───── RECORDED INFORMATION

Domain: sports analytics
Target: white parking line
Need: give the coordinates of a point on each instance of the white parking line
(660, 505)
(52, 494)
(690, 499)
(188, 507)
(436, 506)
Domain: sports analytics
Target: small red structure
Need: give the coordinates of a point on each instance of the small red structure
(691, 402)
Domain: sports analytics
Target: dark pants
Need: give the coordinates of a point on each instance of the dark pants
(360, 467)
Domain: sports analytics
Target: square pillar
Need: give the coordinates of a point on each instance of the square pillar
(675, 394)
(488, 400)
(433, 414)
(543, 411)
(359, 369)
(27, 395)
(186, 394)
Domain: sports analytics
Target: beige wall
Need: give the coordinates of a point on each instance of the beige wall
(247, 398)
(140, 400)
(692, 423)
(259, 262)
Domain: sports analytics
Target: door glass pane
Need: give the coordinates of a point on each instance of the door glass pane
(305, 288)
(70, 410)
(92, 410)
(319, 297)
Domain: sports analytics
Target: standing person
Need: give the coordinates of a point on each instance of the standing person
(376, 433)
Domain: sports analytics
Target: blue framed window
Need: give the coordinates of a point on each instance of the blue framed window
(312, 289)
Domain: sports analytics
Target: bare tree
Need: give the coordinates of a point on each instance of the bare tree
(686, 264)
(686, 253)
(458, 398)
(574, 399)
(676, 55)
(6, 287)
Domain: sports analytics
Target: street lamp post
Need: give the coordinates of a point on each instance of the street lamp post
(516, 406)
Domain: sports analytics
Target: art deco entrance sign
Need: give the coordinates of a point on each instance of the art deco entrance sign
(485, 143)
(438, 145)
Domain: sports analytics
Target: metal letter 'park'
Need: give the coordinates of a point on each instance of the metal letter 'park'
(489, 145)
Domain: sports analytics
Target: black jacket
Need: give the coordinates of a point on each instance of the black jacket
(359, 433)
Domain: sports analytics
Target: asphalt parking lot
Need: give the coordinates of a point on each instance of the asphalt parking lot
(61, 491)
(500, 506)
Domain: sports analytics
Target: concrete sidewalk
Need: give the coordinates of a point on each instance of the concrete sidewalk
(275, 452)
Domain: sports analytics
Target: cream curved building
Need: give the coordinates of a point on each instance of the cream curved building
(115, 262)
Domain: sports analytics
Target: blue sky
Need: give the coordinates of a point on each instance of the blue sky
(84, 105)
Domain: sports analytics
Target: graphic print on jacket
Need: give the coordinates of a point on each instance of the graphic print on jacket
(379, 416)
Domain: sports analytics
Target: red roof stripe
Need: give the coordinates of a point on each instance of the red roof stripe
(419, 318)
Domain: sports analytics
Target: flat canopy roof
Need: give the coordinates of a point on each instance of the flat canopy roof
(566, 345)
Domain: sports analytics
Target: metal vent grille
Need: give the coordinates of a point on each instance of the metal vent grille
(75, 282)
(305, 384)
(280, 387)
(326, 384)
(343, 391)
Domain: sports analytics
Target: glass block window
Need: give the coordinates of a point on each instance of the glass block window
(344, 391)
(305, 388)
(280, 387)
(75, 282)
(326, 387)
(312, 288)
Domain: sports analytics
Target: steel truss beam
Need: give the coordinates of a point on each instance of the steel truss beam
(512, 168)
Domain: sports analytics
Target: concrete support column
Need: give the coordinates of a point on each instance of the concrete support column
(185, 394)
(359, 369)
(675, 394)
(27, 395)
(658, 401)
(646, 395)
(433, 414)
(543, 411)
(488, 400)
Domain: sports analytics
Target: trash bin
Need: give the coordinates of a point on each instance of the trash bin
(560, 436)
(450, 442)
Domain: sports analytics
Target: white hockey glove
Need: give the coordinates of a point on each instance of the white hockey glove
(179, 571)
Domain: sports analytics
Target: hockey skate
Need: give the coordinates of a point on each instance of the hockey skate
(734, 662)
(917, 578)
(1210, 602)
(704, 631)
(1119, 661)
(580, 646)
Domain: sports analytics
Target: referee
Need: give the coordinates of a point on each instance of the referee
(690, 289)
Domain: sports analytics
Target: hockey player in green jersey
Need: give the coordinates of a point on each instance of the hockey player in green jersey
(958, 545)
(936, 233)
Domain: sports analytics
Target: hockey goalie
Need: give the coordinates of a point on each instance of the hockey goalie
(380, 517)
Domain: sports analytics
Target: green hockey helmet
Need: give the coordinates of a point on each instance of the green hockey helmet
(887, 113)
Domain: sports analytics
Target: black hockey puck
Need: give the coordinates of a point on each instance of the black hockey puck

──────────

• WHAT TO WORK ON
Recopy the entries above in their entirety, exactly.

• WRITTEN SOLUTION
Domain: sports analytics
Target: white parking line
Need: give the coordinates of a point on each instance of the white parking line
(660, 505)
(52, 494)
(690, 499)
(188, 507)
(436, 506)
Domain: sports analytics
Target: small red structure
Need: give the coordinates of a point on each instance of the small red structure
(691, 402)
Domain: sports analytics
Target: dark pants
Need: give the coordinates of a point on each instance of the dark pants
(360, 467)
Domain: sports analytics
Target: square pillar
Need: give the coordinates of a point on each instance of the square pillar
(675, 394)
(488, 400)
(433, 414)
(543, 411)
(359, 369)
(27, 395)
(186, 394)
Domain: sports analytics
Target: beige wall
Need: give the coordinates of a point on each instance of the beige wall
(247, 398)
(140, 400)
(692, 423)
(259, 262)
Domain: sports analytics
Target: door glass pane
Need: give the coordinates of a point on each instance of the door glass pane
(305, 288)
(70, 410)
(92, 410)
(319, 297)
Domain: sports analytics
Target: standing person
Need: give the coordinates of a point on each instance of the standing person
(376, 433)
Domain: sports analytics
Target: blue framed window
Need: give the coordinates of a point on each instance of the blue framed window
(312, 289)
Domain: sports analytics
Target: bare tree
Need: give the coordinates of a point on each instance of the bare tree
(686, 264)
(686, 253)
(458, 398)
(574, 399)
(676, 55)
(6, 287)
Domain: sports analytics
Target: street lamp post
Need: give the coordinates of a point on each instance of the street lamp post
(516, 406)
Domain: sports analytics
Target: art deco entrance sign
Need: give the coordinates of a point on each instance of the art deco entrance sign
(485, 143)
(438, 145)
Domain: sports analytics
Target: metal letter 'park'
Need: give the coordinates of a point on each instance of the metal letter 'park'
(489, 145)
Domain: sports analytics
Target: black jacket
Need: give the coordinates of a point on each instance of the black jacket
(359, 433)
Domain: sports analytics
Target: asphalt parking lot
Need: give the coordinates of a point on each instance of the asphalt parking lot
(61, 491)
(500, 506)
Domain: sports analytics
Target: concrete sidewalk
Need: give the coordinates of a point on each instance of the concrete sidewalk
(275, 452)
Domain: sports analytics
Target: cream curved building
Need: give the coordinates of a point on each instance of the cream curved building
(115, 262)
Domain: sports analytics
Target: blue sky
Need: give the coordinates of a point on each instance of the blue sky
(84, 105)
Domain: sports analytics
Target: graphic print on jacket
Need: give the coordinates of a point on each instance of the graphic print on jacket
(379, 416)
Domain: sports analytics
Target: red roof stripe
Need: give the coordinates of a point on each instance of the red roof stripe
(419, 318)
Domain: sports analytics
Target: flat canopy roof
Need: give the coordinates of a point on each instance of the flat canopy roof
(566, 345)
Domain: sports analytics
Target: metal vent grille
Need: give the coordinates of a point on each instance of the metal vent grille
(75, 282)
(305, 384)
(280, 387)
(326, 384)
(343, 391)
Domain: sports analytics
Target: glass block window
Need: give the coordinates of a point on each instance of the glass block window
(344, 391)
(305, 388)
(280, 387)
(75, 282)
(326, 387)
(312, 288)
Domain: sports analytics
Target: steel truss beam
Need: give the coordinates of a point on each instance of the steel truss beam
(512, 168)
Domain: sports analytics
Target: concrete support column
Need: give the coordinates of a point on each instance of the concrete support column
(185, 394)
(359, 369)
(675, 394)
(27, 395)
(658, 401)
(646, 395)
(433, 414)
(543, 411)
(488, 400)
Domain: sports analytics
Target: trash bin
Need: give the coordinates of a point on each instance of the trash bin
(560, 436)
(450, 442)
Domain: sports analytics
Target: white hockey glove
Need: give the coordinates of a point on each instance of the white hockey glove
(179, 571)
Domain: sports analytics
Target: hockey skate
Need: give the coordinates of a point on each instance of the hockey skate
(734, 662)
(917, 578)
(1210, 602)
(704, 631)
(1119, 661)
(580, 646)
Domain: sports analytics
Target: referee
Need: give the coordinates of a point on each instance of the referee
(690, 289)
Domain: sports analytics
Target: hockey player in green jersey
Need: give the coordinates of a point on each instance of the hockey player in green jersey
(958, 545)
(936, 233)
Domain: sports analytics
Target: hockey goalie
Need: give the coordinates of a point on each instance of the hockey goalie
(380, 517)
Domain: sports analytics
Target: green hockey helmet
Need: give the coordinates of a point on each instance of the green hockey helmet
(887, 113)
Domain: sports analytics
Target: black hockey puck
Need: give the coordinates of a point on each instance of the black hockey puck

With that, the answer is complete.